-- START Given records --

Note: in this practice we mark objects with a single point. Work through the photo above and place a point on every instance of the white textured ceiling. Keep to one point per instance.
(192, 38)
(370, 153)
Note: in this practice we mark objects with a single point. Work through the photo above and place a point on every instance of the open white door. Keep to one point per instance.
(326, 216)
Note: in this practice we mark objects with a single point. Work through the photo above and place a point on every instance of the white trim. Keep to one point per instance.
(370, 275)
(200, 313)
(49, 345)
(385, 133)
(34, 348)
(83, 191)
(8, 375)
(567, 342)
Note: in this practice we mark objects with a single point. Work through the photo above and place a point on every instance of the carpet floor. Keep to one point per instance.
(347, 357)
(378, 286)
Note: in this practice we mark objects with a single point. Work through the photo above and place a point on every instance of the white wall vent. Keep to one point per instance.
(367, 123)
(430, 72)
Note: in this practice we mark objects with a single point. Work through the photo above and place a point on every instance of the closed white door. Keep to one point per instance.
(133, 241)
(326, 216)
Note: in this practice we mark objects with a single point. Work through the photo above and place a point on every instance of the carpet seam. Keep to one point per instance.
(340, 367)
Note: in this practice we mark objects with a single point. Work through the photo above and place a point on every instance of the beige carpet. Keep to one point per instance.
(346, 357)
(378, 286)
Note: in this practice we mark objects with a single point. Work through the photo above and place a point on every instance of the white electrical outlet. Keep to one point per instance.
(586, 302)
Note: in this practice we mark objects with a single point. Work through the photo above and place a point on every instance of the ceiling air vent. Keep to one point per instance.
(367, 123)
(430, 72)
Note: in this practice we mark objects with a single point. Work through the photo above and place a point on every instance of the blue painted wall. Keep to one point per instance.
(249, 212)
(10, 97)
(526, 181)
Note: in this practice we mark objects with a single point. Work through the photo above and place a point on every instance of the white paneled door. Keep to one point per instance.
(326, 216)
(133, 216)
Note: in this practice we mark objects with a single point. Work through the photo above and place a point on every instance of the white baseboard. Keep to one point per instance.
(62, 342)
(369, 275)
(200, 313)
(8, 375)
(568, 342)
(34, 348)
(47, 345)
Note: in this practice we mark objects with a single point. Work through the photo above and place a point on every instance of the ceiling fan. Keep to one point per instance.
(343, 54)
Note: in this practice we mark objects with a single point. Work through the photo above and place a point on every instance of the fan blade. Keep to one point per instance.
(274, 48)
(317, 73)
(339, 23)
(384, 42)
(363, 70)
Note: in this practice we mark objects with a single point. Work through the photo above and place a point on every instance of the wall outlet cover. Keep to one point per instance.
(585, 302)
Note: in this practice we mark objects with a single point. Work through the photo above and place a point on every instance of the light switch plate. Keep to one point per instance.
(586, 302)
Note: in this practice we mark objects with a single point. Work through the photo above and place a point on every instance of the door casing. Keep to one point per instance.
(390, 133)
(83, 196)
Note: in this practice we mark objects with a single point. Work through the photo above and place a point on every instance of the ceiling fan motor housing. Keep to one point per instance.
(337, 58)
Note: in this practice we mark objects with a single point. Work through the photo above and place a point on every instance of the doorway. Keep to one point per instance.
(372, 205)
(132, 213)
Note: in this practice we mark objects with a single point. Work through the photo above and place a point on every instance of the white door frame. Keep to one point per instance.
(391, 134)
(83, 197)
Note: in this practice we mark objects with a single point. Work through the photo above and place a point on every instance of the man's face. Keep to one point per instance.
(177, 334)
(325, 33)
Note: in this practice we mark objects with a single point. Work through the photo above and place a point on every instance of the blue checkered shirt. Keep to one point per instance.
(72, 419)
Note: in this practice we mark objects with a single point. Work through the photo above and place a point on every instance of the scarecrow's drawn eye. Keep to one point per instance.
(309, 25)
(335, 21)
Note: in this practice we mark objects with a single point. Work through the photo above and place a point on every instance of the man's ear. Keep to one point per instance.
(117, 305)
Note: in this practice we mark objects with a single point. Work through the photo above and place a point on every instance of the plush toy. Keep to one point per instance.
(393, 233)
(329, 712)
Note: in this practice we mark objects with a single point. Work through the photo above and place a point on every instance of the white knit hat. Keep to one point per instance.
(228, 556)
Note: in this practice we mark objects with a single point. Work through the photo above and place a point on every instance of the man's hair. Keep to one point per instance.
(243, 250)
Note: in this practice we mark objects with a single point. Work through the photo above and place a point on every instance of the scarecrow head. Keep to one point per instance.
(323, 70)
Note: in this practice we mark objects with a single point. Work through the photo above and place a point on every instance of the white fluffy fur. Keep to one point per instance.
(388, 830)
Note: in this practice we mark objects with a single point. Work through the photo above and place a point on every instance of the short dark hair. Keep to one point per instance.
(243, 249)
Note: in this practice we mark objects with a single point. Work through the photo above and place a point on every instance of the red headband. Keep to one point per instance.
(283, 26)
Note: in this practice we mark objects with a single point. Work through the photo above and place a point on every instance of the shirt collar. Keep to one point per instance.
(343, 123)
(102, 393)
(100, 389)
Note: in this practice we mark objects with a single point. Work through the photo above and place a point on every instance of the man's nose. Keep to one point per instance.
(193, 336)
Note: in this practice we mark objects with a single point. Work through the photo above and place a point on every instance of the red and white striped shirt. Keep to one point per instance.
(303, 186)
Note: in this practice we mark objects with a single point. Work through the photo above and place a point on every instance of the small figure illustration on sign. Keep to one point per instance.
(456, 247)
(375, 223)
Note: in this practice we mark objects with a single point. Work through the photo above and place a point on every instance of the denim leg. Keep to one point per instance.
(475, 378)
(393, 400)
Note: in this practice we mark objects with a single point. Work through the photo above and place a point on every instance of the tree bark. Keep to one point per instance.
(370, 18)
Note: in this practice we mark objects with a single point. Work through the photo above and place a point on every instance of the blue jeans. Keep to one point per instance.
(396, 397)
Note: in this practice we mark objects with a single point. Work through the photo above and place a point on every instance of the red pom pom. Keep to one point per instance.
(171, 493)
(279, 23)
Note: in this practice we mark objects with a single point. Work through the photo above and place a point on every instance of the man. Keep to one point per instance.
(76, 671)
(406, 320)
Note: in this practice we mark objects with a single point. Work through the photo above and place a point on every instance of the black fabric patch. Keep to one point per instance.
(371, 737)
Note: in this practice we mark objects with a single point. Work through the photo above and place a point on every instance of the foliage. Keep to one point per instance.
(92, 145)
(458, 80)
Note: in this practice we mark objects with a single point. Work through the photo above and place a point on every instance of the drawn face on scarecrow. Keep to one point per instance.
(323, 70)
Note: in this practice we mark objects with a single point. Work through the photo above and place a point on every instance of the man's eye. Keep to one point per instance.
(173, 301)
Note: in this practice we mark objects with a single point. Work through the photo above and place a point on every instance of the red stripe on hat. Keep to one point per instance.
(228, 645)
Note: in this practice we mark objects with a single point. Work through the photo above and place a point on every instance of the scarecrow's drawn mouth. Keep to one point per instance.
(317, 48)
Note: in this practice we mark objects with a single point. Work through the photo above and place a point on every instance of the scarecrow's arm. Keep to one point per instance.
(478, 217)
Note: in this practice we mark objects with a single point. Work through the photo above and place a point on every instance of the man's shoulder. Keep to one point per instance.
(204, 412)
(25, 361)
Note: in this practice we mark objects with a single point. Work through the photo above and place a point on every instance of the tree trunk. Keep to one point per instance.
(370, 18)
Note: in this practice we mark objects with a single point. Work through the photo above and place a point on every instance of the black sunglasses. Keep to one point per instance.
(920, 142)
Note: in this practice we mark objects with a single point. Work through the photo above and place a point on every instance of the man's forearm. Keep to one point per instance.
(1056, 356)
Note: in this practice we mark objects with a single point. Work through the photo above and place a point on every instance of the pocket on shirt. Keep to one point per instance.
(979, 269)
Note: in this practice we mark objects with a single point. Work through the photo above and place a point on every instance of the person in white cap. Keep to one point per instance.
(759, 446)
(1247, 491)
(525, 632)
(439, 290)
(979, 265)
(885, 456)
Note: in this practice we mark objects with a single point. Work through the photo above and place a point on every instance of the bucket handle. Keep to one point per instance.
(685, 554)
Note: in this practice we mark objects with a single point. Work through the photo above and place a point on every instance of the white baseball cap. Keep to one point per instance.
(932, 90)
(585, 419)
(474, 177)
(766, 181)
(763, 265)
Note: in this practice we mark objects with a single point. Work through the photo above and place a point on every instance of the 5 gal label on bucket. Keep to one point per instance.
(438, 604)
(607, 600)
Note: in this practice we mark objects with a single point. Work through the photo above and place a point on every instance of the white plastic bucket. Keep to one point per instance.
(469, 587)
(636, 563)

-- END Given records --

## Stated problem
Return exactly the lines from the one containing "trunk. Keep to one point per instance." through the last line of the records above, both included, and nothing else.

## Solved exercise
Note: in this practice we mark objects with a single point. Work through the photo above and place a point on every instance of the tree trunk. Keep to one point per instance.
(370, 18)
Note: in this practice we mark objects with a single point. Work through the photo above and place a point on every instance of the black sunglasses. Keep to one point per instance.
(920, 142)
Note: in this practice we mark objects with a single point. Work through the photo above and place a point on every instance of the man's forearm. Keep to one point per instance.
(1056, 356)
Note: in this practice we mark objects with a single point. Work through the photo above and place a point on every instance of the pocket on shirt. Keep to one point per instance.
(979, 269)
Note: in this practice we mark objects with a single point. Work through the photo above and place a point on every instance of the person in white cap. Keep to one point per instance.
(759, 446)
(1247, 491)
(525, 632)
(439, 290)
(979, 265)
(885, 456)
Note: in this practice we mark objects with a single point. Work through the photo above and place a point on every instance of the bucket handle. Keep to one point per instance.
(685, 554)
Note: in this practice we mark objects with a single point. Work through the photo above and place a point on every instance of the white baseball cap. Keep to one point per instance.
(932, 90)
(585, 419)
(474, 177)
(766, 181)
(763, 265)
Note: in this practice we mark objects with a single point. Work through the photo above and place a point on every instance of the 5 gal label on bucket. Keep to one point per instance.
(438, 604)
(607, 600)
Note: in this practice we mark objects with a single point. Work through the photo above and place a point on every instance of the white plastic bucket. Keep to one point per instance.
(469, 587)
(636, 563)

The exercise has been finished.